━━ EXTRAIT DU TEXTE ━━
Tel est le plan d’après lequel l’Eglise a été constituée, tels sont les principes qui ont présidé à sa naissance.
Le rôle de l’Eglise est donc de conduire les âmes à la sainteté ici-bas, au ciel dans l’au-delà. C’est là l’œuvre principale et l’œuvre de civilisation, de pacification, la sollicitude pour les problèmes terrestres en découlent spontanément, tout en étant œuvre secondaire. La première mission est bien d’évangéliser, de transmettre la foi, car « celui qui croira et sera baptisé sera sauvé, qui ne croira pas sera condamné »[1].
━━━
**À FAIRE:**
D'après l'extrait du texte, quelle est la première mission de l'Église ?
━━ DOCUMENTS SOURCES ━━
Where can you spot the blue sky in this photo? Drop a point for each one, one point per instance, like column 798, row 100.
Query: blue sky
━━━
**LA RÉPONSE:**
Sa première mission est d'évangéliser, de transmettre la foi.